| DESCRIPTION OF THE TASK |
How many lines in the rows below contain the string "candle"? Reply with the number alone.
──────── MATERIAL FOR THIS TASK
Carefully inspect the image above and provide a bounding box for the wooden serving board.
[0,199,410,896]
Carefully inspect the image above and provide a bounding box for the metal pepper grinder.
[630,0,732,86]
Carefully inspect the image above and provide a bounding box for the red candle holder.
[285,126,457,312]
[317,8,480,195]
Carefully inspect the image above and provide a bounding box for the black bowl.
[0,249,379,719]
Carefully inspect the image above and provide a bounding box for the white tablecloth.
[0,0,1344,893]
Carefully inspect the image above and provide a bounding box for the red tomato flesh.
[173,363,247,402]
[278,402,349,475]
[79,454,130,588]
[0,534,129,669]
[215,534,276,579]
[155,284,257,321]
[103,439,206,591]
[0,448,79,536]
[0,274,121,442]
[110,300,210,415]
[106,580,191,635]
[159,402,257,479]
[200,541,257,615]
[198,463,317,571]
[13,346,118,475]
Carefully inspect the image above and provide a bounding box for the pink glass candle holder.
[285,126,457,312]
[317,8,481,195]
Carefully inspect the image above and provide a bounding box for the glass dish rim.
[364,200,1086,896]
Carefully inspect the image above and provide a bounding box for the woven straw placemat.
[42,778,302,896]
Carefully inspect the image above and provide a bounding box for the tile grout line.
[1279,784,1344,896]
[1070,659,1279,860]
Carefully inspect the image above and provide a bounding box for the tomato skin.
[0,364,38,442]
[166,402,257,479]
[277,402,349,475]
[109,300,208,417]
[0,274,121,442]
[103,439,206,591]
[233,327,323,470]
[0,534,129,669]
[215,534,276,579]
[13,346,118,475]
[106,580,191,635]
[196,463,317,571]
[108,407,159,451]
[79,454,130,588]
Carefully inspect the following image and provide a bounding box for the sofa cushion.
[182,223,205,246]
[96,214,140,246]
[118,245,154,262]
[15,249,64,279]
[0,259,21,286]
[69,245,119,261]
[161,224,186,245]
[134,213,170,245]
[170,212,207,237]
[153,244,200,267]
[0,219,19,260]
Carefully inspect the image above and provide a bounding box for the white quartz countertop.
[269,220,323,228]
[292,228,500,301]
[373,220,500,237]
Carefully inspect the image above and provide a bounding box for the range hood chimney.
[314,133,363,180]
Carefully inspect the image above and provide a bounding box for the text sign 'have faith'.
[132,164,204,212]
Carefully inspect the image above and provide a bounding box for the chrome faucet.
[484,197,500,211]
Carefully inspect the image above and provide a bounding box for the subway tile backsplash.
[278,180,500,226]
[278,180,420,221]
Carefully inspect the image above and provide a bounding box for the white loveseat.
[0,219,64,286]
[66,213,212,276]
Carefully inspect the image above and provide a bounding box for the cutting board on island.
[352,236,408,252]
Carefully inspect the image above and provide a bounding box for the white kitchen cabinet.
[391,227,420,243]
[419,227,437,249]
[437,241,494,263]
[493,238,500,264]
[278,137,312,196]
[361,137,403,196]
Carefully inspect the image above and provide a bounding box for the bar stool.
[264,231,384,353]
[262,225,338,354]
────────────────
| RESPONSE BELOW |
2